▶ Point placement records

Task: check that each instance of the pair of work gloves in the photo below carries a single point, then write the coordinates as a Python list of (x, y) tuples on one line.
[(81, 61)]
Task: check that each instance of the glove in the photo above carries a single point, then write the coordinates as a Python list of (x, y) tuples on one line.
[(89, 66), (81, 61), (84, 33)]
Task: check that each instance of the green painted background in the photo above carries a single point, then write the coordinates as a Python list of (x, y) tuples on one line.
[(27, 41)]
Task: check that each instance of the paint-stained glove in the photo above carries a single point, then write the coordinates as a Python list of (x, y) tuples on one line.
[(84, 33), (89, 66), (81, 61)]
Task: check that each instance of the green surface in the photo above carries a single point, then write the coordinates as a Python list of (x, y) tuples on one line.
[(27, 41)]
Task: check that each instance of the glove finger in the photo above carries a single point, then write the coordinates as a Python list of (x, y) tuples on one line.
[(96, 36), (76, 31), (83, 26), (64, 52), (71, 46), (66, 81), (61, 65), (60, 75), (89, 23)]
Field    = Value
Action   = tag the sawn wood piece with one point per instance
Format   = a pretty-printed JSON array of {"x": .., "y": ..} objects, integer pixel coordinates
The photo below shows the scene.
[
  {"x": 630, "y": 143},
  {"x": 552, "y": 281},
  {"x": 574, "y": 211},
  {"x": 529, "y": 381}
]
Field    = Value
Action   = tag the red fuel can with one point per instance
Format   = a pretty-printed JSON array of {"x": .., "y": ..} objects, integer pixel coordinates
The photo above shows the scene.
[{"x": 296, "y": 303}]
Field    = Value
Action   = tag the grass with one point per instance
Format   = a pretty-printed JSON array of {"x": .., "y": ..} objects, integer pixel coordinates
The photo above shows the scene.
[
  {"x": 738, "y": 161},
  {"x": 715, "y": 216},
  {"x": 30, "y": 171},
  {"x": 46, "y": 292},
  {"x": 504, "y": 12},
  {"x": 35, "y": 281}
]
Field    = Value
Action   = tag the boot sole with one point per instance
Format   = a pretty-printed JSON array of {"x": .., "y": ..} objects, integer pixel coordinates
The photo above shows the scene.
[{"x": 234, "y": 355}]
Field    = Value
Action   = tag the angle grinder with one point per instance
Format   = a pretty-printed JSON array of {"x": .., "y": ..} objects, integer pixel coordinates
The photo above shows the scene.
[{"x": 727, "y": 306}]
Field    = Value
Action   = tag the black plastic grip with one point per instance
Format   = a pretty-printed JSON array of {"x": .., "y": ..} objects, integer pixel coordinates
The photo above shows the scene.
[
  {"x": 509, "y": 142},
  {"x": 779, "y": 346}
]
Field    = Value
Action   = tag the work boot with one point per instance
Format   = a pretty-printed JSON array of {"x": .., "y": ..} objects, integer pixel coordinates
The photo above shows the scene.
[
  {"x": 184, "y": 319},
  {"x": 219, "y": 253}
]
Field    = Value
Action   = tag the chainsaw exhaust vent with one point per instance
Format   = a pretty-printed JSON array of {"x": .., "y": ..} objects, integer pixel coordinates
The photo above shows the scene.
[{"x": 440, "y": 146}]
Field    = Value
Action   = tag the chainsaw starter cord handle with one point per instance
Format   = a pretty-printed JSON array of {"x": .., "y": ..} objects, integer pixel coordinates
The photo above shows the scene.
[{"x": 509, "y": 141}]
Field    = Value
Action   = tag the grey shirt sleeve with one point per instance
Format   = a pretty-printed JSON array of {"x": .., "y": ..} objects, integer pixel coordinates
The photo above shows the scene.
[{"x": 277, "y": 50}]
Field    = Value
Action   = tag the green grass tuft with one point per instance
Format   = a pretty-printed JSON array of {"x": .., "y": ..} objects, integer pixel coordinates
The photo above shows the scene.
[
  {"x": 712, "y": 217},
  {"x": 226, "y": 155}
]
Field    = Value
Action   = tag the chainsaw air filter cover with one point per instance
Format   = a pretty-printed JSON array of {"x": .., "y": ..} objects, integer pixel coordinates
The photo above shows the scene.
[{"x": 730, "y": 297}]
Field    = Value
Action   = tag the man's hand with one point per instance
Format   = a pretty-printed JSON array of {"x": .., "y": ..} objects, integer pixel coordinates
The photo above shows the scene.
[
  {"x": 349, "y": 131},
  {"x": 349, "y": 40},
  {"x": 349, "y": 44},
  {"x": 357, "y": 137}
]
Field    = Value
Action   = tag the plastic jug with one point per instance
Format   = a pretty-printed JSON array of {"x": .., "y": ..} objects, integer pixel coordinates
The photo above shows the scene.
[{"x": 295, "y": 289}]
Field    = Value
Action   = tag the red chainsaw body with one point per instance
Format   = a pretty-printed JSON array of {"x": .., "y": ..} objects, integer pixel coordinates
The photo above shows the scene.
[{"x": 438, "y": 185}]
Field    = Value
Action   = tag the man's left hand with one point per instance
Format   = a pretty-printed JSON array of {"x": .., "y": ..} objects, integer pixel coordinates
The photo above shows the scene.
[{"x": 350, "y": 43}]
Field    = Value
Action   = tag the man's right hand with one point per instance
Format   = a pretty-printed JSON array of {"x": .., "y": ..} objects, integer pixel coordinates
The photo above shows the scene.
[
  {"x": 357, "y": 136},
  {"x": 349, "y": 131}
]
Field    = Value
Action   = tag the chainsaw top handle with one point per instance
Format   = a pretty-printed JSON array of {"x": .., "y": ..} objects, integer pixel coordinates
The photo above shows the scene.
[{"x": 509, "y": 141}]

▶ PROBLEM TO WORK ON
Output the data above exactly, please, line for line.

▶ RESPONSE
Task: check that each instance of the pair of work gloves in the photo below carries a single point, then write the coordinates as a Python list of (x, y) tuples on one line.
[(81, 61)]
Task: check that each instance of the glove in the photo above carries a single point, then write the coordinates as a Python list of (x, y) tuples on one line.
[(89, 66), (81, 61), (84, 33)]
Task: check that each instance of the green painted background in the photo above carries a single point, then write the coordinates as a Python list of (x, y) tuples on one line.
[(27, 41)]
Task: check that each instance of the paint-stained glove in the photo above carries a single point, then write the coordinates as a Python list of (x, y) tuples on one line.
[(84, 33), (89, 66), (81, 61)]
Task: check that each instance of the green surface in the photo above carries a single point, then write the coordinates as a Python list of (x, y) tuples on one line.
[(27, 41)]
Task: check that each instance of the glove finger in the photo above carries a single point, then write the coordinates as a Python list of (x, y) tuples on one line.
[(96, 36), (76, 31), (83, 26), (64, 52), (71, 46), (66, 81), (61, 65), (60, 75), (89, 23)]
Field    = Value
Action   = tag the sawn wood piece with one point per instance
Format   = a pretty-printed JSON array of {"x": .., "y": ..} objects, integer pixel coordinates
The photo below shows the scene.
[
  {"x": 630, "y": 143},
  {"x": 552, "y": 281},
  {"x": 574, "y": 211},
  {"x": 529, "y": 381}
]
Field    = Value
Action   = tag the red fuel can with one point per instance
Format   = a pretty-printed JSON array of {"x": .., "y": ..} objects, integer pixel coordinates
The photo above shows the scene.
[{"x": 296, "y": 303}]
Field    = Value
Action   = tag the grass with one point per instance
Format   = a pretty-printed JSON array of {"x": .., "y": ..} objects, integer pixel coordinates
The photo above shows the scene.
[
  {"x": 738, "y": 161},
  {"x": 715, "y": 216},
  {"x": 30, "y": 171},
  {"x": 46, "y": 292},
  {"x": 504, "y": 12},
  {"x": 35, "y": 281}
]
Field    = Value
Action   = tag the boot sole with one point per instance
Format   = a pretty-printed JSON array of {"x": .., "y": ..} objects, integer pixel coordinates
The photo above shows the scene.
[{"x": 234, "y": 355}]
Field    = Value
Action   = tag the angle grinder with one point per instance
Format   = a pretty-printed JSON array of {"x": .., "y": ..} objects, integer pixel coordinates
The photo above shows the scene.
[{"x": 727, "y": 306}]
Field    = Value
Action   = tag the black plastic grip with one point per instance
Format   = a pretty-printed JSON array of {"x": .., "y": ..} objects, integer pixel coordinates
The photo above shows the scene.
[
  {"x": 509, "y": 142},
  {"x": 779, "y": 346}
]
Field    = Value
Action   = tag the work boot with one point per instance
Format   = a pretty-printed JSON array of {"x": .., "y": ..} objects, integer pixel coordinates
The photo above shows the scene.
[
  {"x": 184, "y": 319},
  {"x": 219, "y": 253}
]
Field    = Value
Action   = tag the chainsaw exhaust vent with one point per instance
Format   = a pretty-printed JSON array of {"x": .., "y": ..} objects, integer pixel coordinates
The photo above shows the scene.
[{"x": 440, "y": 146}]
Field    = Value
Action   = tag the chainsaw starter cord handle with one point per instance
Format   = a pretty-printed JSON array of {"x": .., "y": ..} objects, integer pixel coordinates
The photo above shows the scene.
[{"x": 509, "y": 141}]
Field    = Value
Action   = tag the grey shirt sleeve with one point per instance
Format   = a pretty-printed JSON array of {"x": .., "y": ..} objects, integer pixel coordinates
The photo above shows the scene.
[{"x": 277, "y": 50}]
Field    = Value
Action   = tag the green grass tuft with one point per instance
Format   = a pretty-printed JSON array of {"x": .., "y": ..} objects, integer pixel coordinates
The photo above shows the scene.
[
  {"x": 712, "y": 217},
  {"x": 226, "y": 155}
]
Field    = Value
Action   = tag the chainsaw air filter cover with one point per instance
Format   = a pretty-printed JSON array of {"x": .., "y": ..} objects, integer pixel coordinates
The photo above shows the scene.
[{"x": 730, "y": 297}]
Field    = Value
Action   = tag the man's hand with one point per instance
Format   = a pretty-printed JSON array of {"x": .., "y": ..} objects, integer pixel coordinates
The photo above shows the scene.
[
  {"x": 349, "y": 131},
  {"x": 349, "y": 40},
  {"x": 349, "y": 44},
  {"x": 357, "y": 137}
]
Field    = Value
Action   = tag the plastic jug with one point per instance
Format   = a pretty-printed JSON array of {"x": .., "y": ..} objects, integer pixel coordinates
The photo above shows the scene.
[{"x": 295, "y": 289}]
Field    = Value
Action   = tag the red chainsaw body with one point per instance
Format   = a pretty-printed JSON array of {"x": .., "y": ..} objects, integer pixel coordinates
The photo above shows the scene.
[{"x": 438, "y": 185}]
Field    = Value
Action   = tag the man's left hand with one point per instance
Format   = a pretty-printed JSON array of {"x": .., "y": ..} objects, integer pixel coordinates
The photo above shows the scene.
[{"x": 350, "y": 43}]
Field    = Value
Action   = tag the man's right hand with one point per instance
Format   = a pretty-printed JSON array of {"x": .., "y": ..} objects, integer pixel coordinates
The photo above shows the scene.
[
  {"x": 357, "y": 136},
  {"x": 349, "y": 131}
]
Field    = Value
Action   = tag the chainsaw top handle with one point per instance
Format   = a pretty-printed JSON array of {"x": .., "y": ..} objects, integer pixel coordinates
The photo above shows the scene.
[{"x": 509, "y": 141}]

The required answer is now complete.